Texto íntegro de la intervención de la escritora Almudena Grandes, conductora del acto en solidaridad con ‘Los ocho de Airbus' celebrado este martes en el Auditorio Marcelino Camacho de Madrid.Los ocho de Airbus

Huelga no es delito.

Parece mentira que una afirmación tan obvia, tan indiscutible para cualquier ciudadano de un país democrático, sea el lema que nos convoca aquí, esta tarde del 19 de enero de 2016. Parece mentira, y sin embargo, no es extraño, porque las cosas no pasan por casualidad.

En la última década del siglo XX empezaron a contarnos que la Historia se había acabado, que izquierda y derecha eran palabras huecas, conceptos anacrónicos de un mundo caduco que no significaban nada en la nueva era de la globalización. Esa tesis arraigó tan profundamente que algunos líderes emergentes de hoy mismo la siguen repitiendo en la menor ocasión.

El siglo XXI estrenó una brutal campaña de descrédito del movimiento sindical, al que se pretendió identificar con los fósiles de las eras pretéritas, un vetusto residuo del siglo XX que no tiene sentido en la nueva sociedad del emprendimiento y el autoempleo, del trabajo escaso y las soluciones imaginativas. Mientras tanto, la publicidad empezó a animarnos a ser creativos, personales, originales, únicos. A convencernos de que somos libres. Libres para escoger el color de la carcasa de nuestro móvil entre tres mil quinientos tonos diferentes, libres para comprarnos un coche que aparca solo, libres para hacernos nuestro propio pastel, en nuestra propia taza, en nuestro propio microondas, en lugar de hacer un gran bizcocho para colocarlo en el centro de la mesa, como antes. Así han conseguido que nada esté tan pasado de moda como parecerse a los demás, reconocerse en ellos, vincularse a los otros. Ningún verbo es hoy menos glamuroso que compartir, nada nos resulta tan odioso como ponernos un uniforme. Pero en el reino de las apariencias, nada es en realidad como parece.

§ **QUÉ SE PIDE**:
• a. Responde a estas preguntas sobre el discurso:
(i) ¿En qué fecha se celebró el acto?
(ii) ¿En qué década empezaron a contarnos que la Historia se había acabado?
(iii) ¿Entre cuántos tonos se puede escoger el color de la carcasa del móvil?
• b. Actualiza el discurso: reescribe el tramo desde "Huelga no es" hasta "pasan por casualidad." y cambia "esta tarde" por "esta noche".
• c. ¿Cómo seguiría el discurso sobre Los ocho de Airbus? Escribe la continuación a partir de su última frase.
El material que sigue procede de otra fuente, ajena al discurso.

§ **MATERIAL PROPORCIONADO**:
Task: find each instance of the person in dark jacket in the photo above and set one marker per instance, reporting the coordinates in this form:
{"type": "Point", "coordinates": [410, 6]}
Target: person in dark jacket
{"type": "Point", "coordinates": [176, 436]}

§ **RESPUESTAS ESPERADAS**:
• a.
(i) El 19 de enero de 2016.
(ii) En la última década del siglo XX.
(iii) Entre tres mil quinientos tonos diferentes.

• b.
Huelga no es delito.

Parece mentira que una afirmación tan obvia, tan indiscutible para cualquier ciudadano de un país democrático, sea el lema que nos convoca aquí, esta noche del 19 de enero de 2016. Parece mentira, y sin embargo, no es extraño, porque las cosas no pasan por casualidad.

• c.
Hace muchos siglos, en las postrimerías del Imperio Romano, mientras los bárbaros se amontonaban en el Este para presionar simultáneamente en todas las fronteras como si fueran refugiados de ahora mismo, los privilegiados de entonces pensaban en las musarañas y se enredaban en complejísimas cuestiones teóricas que no resolvían ningún problema, como si fueran eurodiputados de ahora mismo. Un buen día, un senador tuvo una idea. ¿Por qué no uniformamos a los esclavos?, propuso. Así, en cualquier altercado podríamos distinguirlos de los hombres libres, no tendríamos que confirmar su condición y todo sería más fácil. ¡Ah!, pues sí, exclamaron varios de sus compañeros, ¡qué buena idea!, hasta que tomó la palabra un senador que pensaba más y mejor que ellos. Pero, ¿estáis locos?, les preguntó. Si uniformamos a los esclavos, van a saber cuántos son, y cuando descubran que son muchos más que nosotros, estaremos perdidos.

Los esclavos descubrieron cuántos eran aunque el Senado no les obligara a vestir un uniforme. La conciencia de su número, de su fuerza, fue el primer paso del camino hacia su emancipación. Hace mucho menos tiempo, ese gran uniforme colectivo que aún llamamos conciencia de clase, transformó las sociedades de todo el mundo. El movimiento sindical fue la herramienta más poderosa de ese proceso. Las huelgas más pequeñas, más remotas, más insignificantes empezaron a desarrollar consecuencias arrolladoras en fábricas cuyos obreros ni siquiera sabían cómo se pronunciaba el nombre de las ciudades donde se habían producido. Y los poderosos del mundo volvieron a estar perdidos.

Ahora, quienes estamos perdidos somos nosotros. El presunto fin de la Historia y el descrédito del movimiento sindical trajeron consigo la absoluta desorientación de la izquierda, que en algunos países se ha diluido, en otros se ha suicidado, y en casi todos ha sido incapaz de comprender los profundos cambios de la realidad que nos ha tocado vivir. La consecuencia de todo esto ha sido la destrucción total y sistemática de las trincheras donde nuestros antepasados podían parapetarse para resistir. Una vez culminada, allanado el terreno como si le hubieran pasado un bulldozer por encima, nos declararon la guerra y no encontramos la manera de organizarnos para resistir.

Porque lo que llamamos crisis ha sido una guerra, y la hemos perdido. Una guerra de los especuladores financieros contra la soberanía de las democracias, cuyo botín han sido los derechos y las libertades que nos han arrebatado medidas como la Reforma Laboral o la Ley Mordaza. Una guerra que ha empobrecido a la inmensa mayoría de los españoles para que un dos, un tres por ciento de la población, los que ya tenían más que todos nosotros juntos, se hayan vuelto más ricos todavía. Una guerra en la que nuestros gobernantes se han aliado con el enemigo en contra de los intereses de sus propios ciudadanos, traicionando vilmente su compromiso con el pueblo al que deberían haber defendido. En el siglo XIX habrían cometido un delito de lesa traición. Ahora sacan pecho y hablan de responsabilidad, de sentido del estado.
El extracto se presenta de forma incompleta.